* Begin *

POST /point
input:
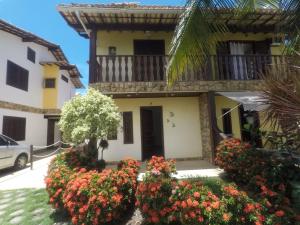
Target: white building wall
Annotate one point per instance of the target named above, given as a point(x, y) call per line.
point(36, 126)
point(65, 90)
point(14, 49)
point(181, 127)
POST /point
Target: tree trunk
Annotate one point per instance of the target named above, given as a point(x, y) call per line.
point(92, 149)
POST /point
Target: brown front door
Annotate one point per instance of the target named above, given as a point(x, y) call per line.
point(50, 132)
point(149, 60)
point(152, 132)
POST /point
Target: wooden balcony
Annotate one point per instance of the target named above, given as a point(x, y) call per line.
point(150, 68)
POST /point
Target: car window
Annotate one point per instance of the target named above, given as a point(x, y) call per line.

* End *

**PROBLEM TO WORK ON**
Please edit all the items above so that "wooden balcony" becomes "iron balcony", keeping everything else as it is. Leave the pictures out of your answer.

**IN RESPONSE**
POST /point
input:
Target: white building wall
Annotate one point per instance of the target named above, given as a point(x, y) call per line.
point(36, 126)
point(65, 90)
point(14, 49)
point(181, 127)
POST /point
Target: tree trunk
Annotate one point per instance of the target named above, given as a point(x, y) call per line.
point(92, 149)
POST /point
Target: brown front door
Annotate one point per instance of the target named above, given as a point(x, y) call per line.
point(50, 132)
point(149, 60)
point(152, 132)
POST /point
Target: iron balcony
Annotate one point per instance of the target named above, given as a point(x, y) call per line.
point(150, 68)
POST /point
Target: car window
Annotate one point per instance of the target named above, given as a point(x, y) call per line.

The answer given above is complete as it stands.